Testo da analizzare:
_ _ _
Cittadinanza attiva e Giovani

Cittadinanza attiva e Giovani

Un legame da ricostruire con l’aiuto di Istituzioni, Terzo settore e Youth work

La partecipazione alla vita politica ha sempre rappresentato un tema molto caro ai cittadini, ma negli ultimi anni qualcosa è cambiato. I dati ISTAT dimostrano che l’impegno politico delle nuove generazioni è divenuto sempre più scarso, intermittente e superficiale, tanto da attribuire alla nuova generazione l’etichetta di “generazione in crisi”, “generazione invisibile” o “generazione figlia del disincanto”.
Il fenomeno del disimpegno politico trae le proprie origini in una pluralità di fattori, tra i quali certamente la crisi delle Istituzioni e l’incapacità delle stesse di affrontare i disagi socio-economici riconducibili alla grave difficoltà economica e sociale che vive il Paese.

L’Italia presenta delle peculiarità strutturali che, convergendo, facilitano più che in altri Paesi il rallentamento dell’indipendenza socio-economica dei giovani e, quindi, l’inserimento nel mondo sociale e lavorativo, prerequisito per un pieno e consapevole esercizio dei diritti politici e civili. La ritardata acquisizione di una stabilità sociale ed economica incide sulla costituzione dell’identità dei singoli e sulla stessa definizione degli interessi soggettivi, determinando di conseguenza un differimento nell’assunzione di responsabilità sociale, civile e politica da parte delle nuove generazioni.
_ _ _
Sezione dati:
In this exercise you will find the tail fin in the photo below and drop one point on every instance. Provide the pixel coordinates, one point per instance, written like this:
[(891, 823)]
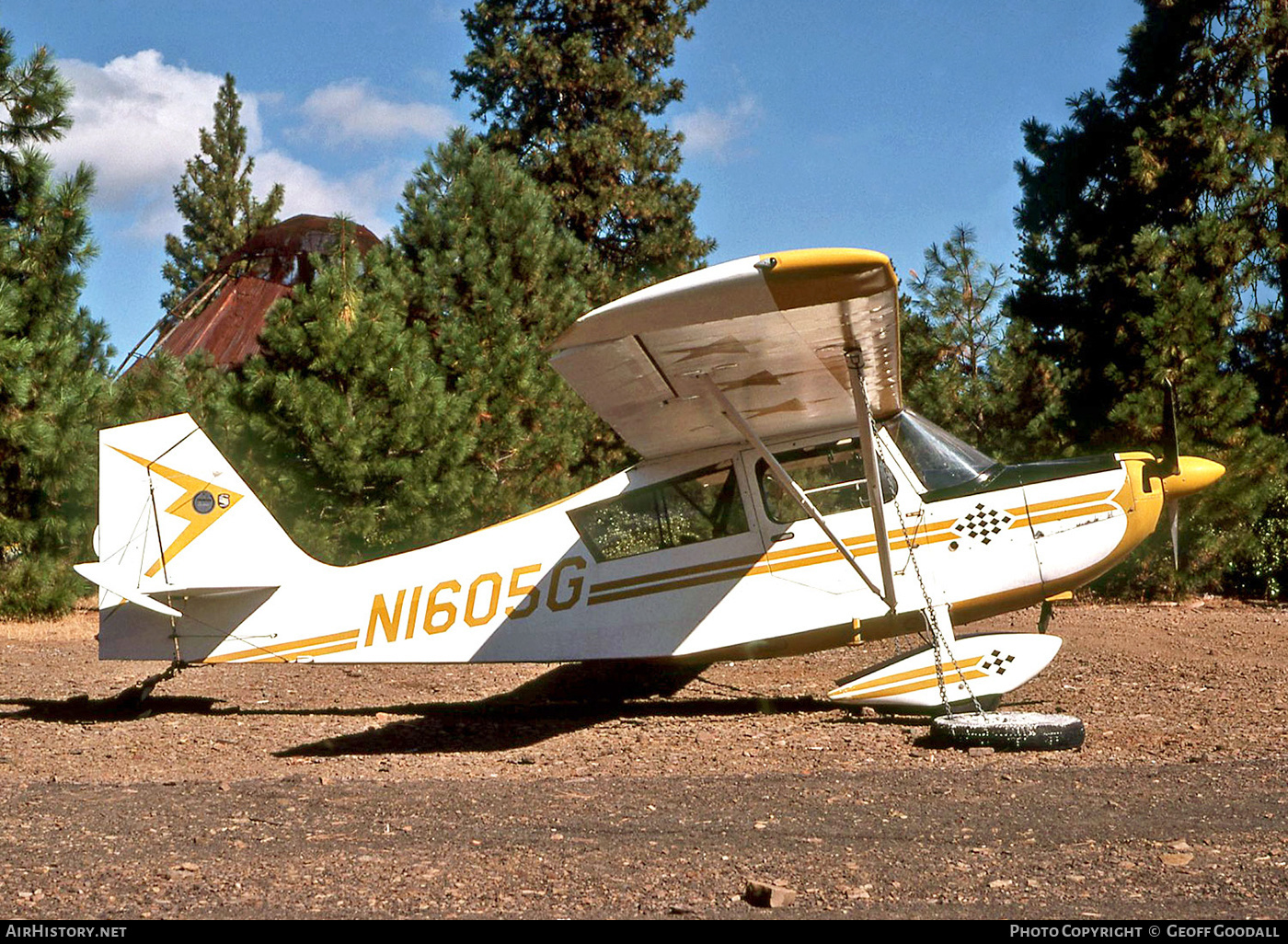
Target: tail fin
[(174, 516)]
_ _ _
Domande:
a - Rispondi a queste domande sul testo sulla cittadinanza attiva:
(i) Quali dati dimostrano, secondo il testo, che l'impegno politico delle nuove generazioni è diventato più scarso?
(ii) Quali fattori d'origine del disimpegno politico vengono nominati espressamente?
(iii) Di che cosa è prerequisito l'inserimento nel mondo sociale e lavorativo?
b - Stabilisci se ciascuna affermazione concorda con il testo sulla cittadinanza attiva. Per ognuna rispondi sì o no e cita le parole del testo che lo dimostrano.
(i) L'impegno politico delle nuove generazioni è diventato più scarso.
(ii) Il disimpegno politico nasce da un unico fattore.
(iii) In Italia il rallentamento dell'indipendenza socio-economica dei giovani è favorito meno che in altri Paesi.

Soluzioni degli esercizi:
a -
(i) I dati ISTAT.
(ii) La crisi delle Istituzioni e l'incapacità delle stesse di affrontare i disagi socio-economici.
(iii) Di un pieno e consapevole esercizio dei diritti politici e civili.

b -
(i) Sì: «l’impegno politico delle nuove generazioni è divenuto sempre più scarso, intermittente e superficiale»
(ii) No: «trae le proprie origini in una pluralità di fattori»
(iii) No: «facilitano più che in altri Paesi il rallentamento dell’indipendenza socio-economica dei giovani»